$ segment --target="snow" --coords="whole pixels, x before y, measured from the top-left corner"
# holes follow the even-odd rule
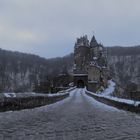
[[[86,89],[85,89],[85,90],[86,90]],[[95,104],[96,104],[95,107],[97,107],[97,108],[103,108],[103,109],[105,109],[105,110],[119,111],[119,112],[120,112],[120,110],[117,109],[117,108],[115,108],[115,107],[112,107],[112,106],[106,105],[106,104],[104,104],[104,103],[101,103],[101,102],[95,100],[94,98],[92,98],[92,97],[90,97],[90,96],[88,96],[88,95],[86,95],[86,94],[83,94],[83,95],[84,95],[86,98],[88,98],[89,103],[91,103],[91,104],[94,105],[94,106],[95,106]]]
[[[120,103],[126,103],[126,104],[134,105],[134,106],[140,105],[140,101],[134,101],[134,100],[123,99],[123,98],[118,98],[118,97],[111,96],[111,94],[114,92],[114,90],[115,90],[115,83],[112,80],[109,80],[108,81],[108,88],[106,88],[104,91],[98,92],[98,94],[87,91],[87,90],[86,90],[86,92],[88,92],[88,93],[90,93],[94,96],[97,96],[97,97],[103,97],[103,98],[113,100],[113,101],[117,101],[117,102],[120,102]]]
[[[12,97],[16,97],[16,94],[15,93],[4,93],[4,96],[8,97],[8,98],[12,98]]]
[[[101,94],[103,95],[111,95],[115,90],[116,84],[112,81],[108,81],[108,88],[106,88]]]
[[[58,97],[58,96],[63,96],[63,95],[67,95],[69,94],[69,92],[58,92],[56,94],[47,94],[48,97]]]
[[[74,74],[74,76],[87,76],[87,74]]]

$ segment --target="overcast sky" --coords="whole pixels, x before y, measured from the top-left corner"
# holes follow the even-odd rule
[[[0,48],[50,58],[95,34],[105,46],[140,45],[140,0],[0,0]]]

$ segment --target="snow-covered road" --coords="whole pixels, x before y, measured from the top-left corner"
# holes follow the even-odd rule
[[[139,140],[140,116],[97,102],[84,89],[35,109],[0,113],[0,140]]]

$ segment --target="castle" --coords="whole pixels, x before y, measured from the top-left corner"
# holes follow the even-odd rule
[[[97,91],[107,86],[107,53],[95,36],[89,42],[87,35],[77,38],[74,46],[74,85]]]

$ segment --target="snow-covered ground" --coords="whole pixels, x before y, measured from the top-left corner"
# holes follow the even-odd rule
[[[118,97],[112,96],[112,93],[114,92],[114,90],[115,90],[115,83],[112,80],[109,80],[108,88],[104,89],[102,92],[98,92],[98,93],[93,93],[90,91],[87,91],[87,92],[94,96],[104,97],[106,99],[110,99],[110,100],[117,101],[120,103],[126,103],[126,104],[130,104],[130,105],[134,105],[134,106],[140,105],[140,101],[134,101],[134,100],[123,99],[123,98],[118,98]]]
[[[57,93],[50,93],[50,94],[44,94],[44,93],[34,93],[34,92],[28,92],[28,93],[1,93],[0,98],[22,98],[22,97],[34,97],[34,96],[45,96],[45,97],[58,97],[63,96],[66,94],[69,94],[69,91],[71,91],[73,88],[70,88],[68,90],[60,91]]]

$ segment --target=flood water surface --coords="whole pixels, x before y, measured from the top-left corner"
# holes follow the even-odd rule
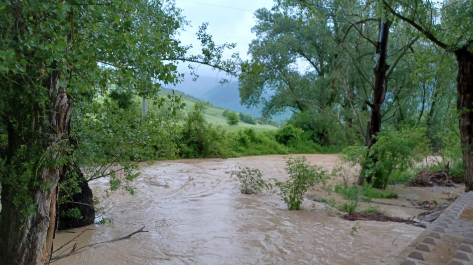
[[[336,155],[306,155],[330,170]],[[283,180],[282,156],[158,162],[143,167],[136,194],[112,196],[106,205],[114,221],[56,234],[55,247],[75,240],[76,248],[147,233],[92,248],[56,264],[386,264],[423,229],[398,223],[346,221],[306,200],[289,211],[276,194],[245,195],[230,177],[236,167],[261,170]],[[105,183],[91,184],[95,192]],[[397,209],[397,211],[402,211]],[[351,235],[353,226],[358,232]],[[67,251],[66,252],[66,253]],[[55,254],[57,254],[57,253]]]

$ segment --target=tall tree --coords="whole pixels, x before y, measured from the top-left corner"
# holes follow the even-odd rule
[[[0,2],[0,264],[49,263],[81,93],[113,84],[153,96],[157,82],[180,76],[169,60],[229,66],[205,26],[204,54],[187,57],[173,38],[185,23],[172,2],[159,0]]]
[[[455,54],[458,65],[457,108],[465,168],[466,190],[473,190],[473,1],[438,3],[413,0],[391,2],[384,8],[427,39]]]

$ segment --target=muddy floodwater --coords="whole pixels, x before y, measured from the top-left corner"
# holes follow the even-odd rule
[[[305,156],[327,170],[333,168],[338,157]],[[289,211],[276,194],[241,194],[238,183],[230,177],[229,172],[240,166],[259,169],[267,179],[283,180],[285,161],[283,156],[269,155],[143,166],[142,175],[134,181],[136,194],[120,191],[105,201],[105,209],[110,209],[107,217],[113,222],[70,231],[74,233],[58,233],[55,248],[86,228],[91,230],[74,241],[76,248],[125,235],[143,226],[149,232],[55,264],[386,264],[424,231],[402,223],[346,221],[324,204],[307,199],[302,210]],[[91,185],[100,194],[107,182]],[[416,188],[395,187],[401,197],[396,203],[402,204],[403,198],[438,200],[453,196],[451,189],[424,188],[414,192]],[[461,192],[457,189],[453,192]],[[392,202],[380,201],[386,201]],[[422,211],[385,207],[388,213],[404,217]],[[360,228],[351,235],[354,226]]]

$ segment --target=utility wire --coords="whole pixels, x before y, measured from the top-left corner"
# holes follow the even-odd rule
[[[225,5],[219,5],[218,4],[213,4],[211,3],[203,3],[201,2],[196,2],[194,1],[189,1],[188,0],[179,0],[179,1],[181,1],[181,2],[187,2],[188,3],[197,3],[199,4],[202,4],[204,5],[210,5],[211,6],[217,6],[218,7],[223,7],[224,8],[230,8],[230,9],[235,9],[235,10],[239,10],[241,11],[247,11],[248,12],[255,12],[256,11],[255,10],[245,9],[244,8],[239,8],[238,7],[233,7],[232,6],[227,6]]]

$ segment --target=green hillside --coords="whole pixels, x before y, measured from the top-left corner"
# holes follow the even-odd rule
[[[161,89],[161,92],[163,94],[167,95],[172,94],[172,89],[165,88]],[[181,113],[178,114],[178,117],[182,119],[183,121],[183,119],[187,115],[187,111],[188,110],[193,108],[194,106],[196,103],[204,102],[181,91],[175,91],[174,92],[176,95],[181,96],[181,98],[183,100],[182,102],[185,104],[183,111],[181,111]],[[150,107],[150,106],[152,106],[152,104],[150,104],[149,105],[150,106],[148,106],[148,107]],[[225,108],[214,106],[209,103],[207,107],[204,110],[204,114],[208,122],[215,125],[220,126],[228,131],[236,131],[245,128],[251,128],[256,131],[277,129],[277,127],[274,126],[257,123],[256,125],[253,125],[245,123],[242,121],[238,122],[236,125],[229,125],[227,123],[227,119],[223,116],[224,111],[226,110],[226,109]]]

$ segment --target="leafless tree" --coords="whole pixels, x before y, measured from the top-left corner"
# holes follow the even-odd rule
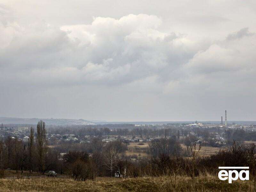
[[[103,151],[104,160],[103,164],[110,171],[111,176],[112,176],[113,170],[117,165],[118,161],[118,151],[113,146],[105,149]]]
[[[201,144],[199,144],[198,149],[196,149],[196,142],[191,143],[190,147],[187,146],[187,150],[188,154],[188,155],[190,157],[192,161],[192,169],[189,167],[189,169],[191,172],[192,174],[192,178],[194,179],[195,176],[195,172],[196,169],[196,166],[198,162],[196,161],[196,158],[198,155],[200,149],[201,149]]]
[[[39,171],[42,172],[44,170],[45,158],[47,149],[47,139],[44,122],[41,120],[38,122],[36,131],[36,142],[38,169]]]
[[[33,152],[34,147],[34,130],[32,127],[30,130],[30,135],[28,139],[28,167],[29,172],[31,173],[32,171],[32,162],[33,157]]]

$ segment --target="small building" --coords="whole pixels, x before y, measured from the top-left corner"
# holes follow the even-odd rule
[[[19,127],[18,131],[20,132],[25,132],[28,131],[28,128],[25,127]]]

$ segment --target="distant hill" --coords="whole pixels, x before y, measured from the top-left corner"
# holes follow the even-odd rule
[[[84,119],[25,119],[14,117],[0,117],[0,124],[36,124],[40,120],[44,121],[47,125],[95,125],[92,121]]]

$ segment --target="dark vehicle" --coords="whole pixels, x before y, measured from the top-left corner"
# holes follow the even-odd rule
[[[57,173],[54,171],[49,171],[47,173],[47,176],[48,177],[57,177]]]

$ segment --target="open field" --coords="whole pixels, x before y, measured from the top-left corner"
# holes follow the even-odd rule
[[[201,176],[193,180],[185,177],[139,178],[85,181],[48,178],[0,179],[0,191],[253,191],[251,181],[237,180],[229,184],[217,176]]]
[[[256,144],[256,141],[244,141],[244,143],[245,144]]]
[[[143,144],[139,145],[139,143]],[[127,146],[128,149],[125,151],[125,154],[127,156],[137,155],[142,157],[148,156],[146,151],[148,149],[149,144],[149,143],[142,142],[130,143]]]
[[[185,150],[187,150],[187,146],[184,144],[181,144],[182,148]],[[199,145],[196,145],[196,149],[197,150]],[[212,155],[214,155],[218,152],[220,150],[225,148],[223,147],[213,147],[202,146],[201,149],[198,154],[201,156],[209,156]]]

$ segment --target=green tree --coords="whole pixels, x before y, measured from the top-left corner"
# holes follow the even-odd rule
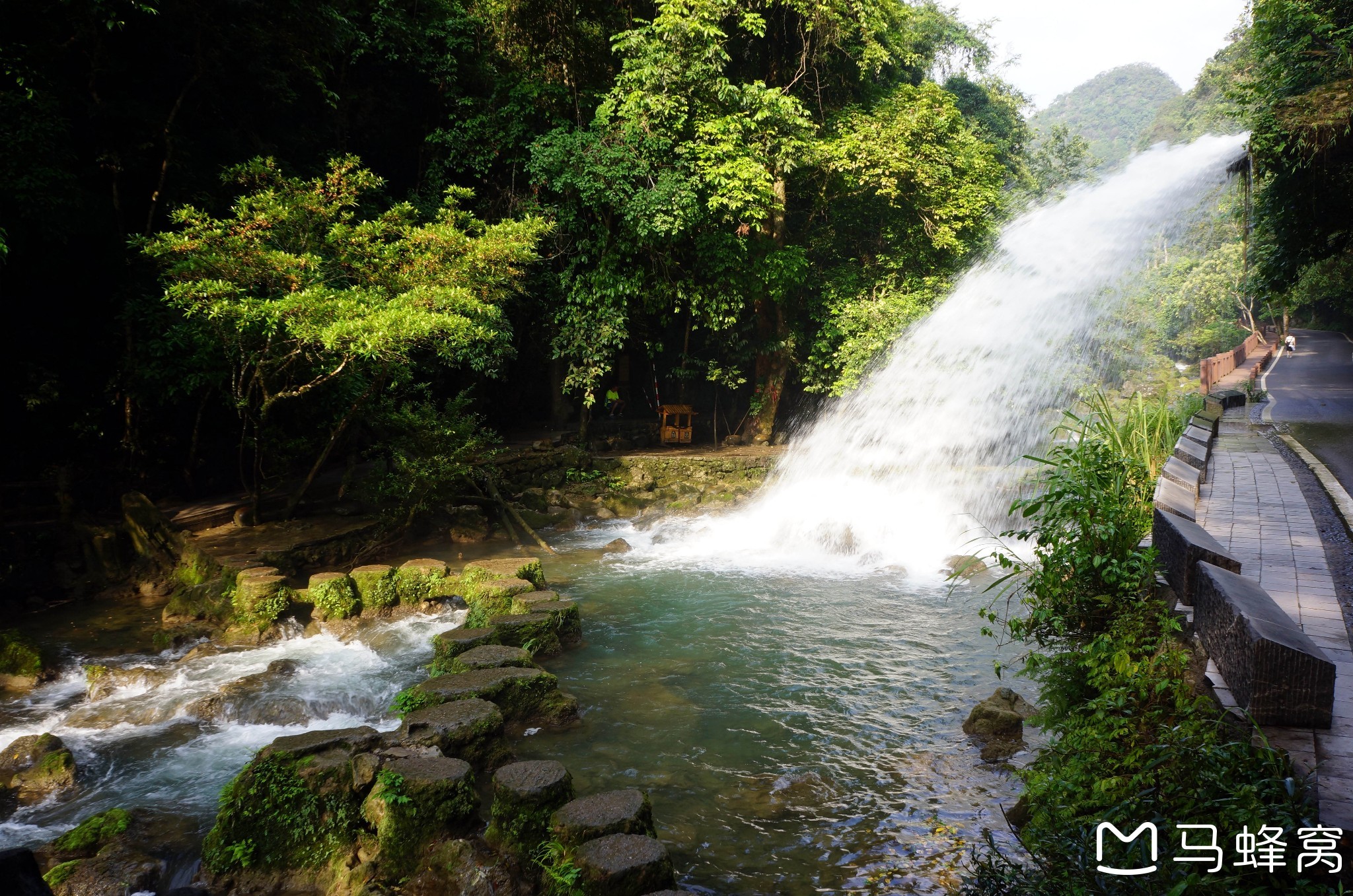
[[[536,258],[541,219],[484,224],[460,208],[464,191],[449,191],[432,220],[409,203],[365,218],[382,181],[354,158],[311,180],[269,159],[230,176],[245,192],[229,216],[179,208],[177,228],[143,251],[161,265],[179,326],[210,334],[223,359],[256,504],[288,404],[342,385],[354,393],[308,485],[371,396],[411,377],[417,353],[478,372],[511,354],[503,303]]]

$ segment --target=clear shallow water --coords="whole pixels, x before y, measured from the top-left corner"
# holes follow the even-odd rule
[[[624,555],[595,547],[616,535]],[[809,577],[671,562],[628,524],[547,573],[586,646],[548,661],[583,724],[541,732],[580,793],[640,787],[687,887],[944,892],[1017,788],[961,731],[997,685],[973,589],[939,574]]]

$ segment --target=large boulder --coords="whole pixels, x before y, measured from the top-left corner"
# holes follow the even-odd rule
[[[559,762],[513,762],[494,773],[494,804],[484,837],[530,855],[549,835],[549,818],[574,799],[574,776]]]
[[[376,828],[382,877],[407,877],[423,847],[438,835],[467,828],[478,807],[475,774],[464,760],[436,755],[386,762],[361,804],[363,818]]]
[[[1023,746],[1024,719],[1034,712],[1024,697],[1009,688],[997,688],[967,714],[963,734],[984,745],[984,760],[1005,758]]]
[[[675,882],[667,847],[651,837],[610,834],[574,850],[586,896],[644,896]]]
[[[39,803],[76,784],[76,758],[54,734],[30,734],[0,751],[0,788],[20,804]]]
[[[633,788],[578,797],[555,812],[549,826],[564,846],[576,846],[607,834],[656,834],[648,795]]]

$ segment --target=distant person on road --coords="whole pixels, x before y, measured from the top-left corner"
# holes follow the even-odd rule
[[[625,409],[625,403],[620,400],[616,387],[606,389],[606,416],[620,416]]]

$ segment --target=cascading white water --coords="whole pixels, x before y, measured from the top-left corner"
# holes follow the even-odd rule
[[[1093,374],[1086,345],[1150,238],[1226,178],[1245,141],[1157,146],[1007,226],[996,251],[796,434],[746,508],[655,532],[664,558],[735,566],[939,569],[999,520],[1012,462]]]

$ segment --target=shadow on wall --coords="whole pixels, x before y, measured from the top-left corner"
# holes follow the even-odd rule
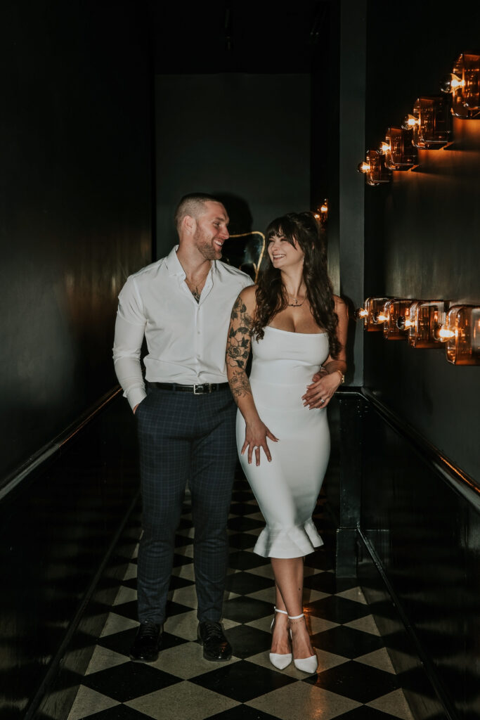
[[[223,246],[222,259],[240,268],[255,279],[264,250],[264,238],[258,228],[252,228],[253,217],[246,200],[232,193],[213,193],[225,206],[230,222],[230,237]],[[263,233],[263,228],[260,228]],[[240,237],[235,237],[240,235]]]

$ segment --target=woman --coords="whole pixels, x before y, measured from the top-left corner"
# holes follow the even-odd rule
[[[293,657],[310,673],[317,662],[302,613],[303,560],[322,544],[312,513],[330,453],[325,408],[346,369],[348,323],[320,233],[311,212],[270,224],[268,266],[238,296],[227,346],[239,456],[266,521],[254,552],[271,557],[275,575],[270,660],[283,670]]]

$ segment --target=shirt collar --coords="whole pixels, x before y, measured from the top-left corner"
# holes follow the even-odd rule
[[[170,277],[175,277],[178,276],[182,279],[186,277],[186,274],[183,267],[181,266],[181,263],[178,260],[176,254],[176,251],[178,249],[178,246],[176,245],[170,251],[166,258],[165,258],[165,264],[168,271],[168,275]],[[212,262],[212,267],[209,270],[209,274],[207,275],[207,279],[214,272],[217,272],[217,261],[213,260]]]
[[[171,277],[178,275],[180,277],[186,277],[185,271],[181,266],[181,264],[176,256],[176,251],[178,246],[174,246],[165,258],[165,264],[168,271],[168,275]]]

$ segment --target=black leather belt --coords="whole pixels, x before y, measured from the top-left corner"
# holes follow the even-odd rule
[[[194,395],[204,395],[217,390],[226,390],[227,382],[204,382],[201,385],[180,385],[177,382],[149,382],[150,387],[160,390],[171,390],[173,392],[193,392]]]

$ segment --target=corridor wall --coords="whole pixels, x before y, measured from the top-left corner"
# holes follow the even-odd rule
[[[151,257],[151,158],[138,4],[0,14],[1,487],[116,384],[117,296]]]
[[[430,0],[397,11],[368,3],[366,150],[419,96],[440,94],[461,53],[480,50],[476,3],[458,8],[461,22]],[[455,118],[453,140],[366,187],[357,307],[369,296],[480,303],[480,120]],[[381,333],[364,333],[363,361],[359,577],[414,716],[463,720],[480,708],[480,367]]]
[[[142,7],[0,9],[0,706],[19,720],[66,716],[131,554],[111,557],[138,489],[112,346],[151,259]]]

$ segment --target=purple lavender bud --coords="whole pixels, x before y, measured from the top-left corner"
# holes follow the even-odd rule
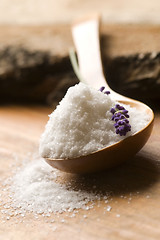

----------------------------------------

§ **WRITTEN EXERCISE**:
Rewrite every line from the start of the items through the line that contains "[[[74,74],[74,76],[87,76],[87,74]]]", both ends included, keeping the requests and multiplying each coordinate in the answers by 1.85, rounded to a whole number with halves going up. Leave the pictures out.

§ **EXERCISE OUTPUT**:
$ segment --target="snow" --coords="whole pixels, x before y, measured from the top-left corner"
# holes follow the even-odd rule
[[[159,165],[157,165],[157,167],[159,167]],[[176,192],[178,192],[176,198],[179,198],[179,200],[191,200],[191,202],[194,202],[194,204],[220,205],[220,207],[222,207],[222,204],[216,202],[216,200],[213,200],[213,198],[207,198],[207,196],[196,194],[196,192],[192,192],[192,191],[187,191],[187,189],[176,185],[174,181],[170,181],[170,179],[167,179],[167,178],[163,178],[163,176],[159,176],[159,174],[154,174],[154,176],[155,176],[159,181],[163,181],[165,191],[168,191],[168,192],[174,194],[174,196],[176,196]]]
[[[222,191],[233,191],[233,192],[248,194],[248,196],[259,194],[259,187],[248,187],[248,185],[228,183],[228,181],[218,181],[218,179],[205,178],[205,174],[211,170],[211,167],[213,167],[213,154],[207,148],[202,148],[200,150],[200,163],[196,163],[192,168],[181,170],[181,174],[161,168],[161,167],[159,167],[159,170],[163,170],[163,172],[167,172],[174,178],[179,178],[179,179],[191,179],[191,181],[209,185],[209,187],[216,187],[216,189],[222,189]]]
[[[22,179],[30,179],[30,174],[28,172],[7,172],[7,178],[15,179],[15,181],[22,181]]]
[[[187,174],[191,176],[205,176],[213,167],[215,155],[207,150],[200,150],[200,163],[196,163]]]
[[[107,179],[107,178],[117,178],[117,176],[124,176],[128,174],[128,170],[107,170],[104,174],[87,174],[89,179]]]
[[[137,137],[137,141],[161,141],[161,137]]]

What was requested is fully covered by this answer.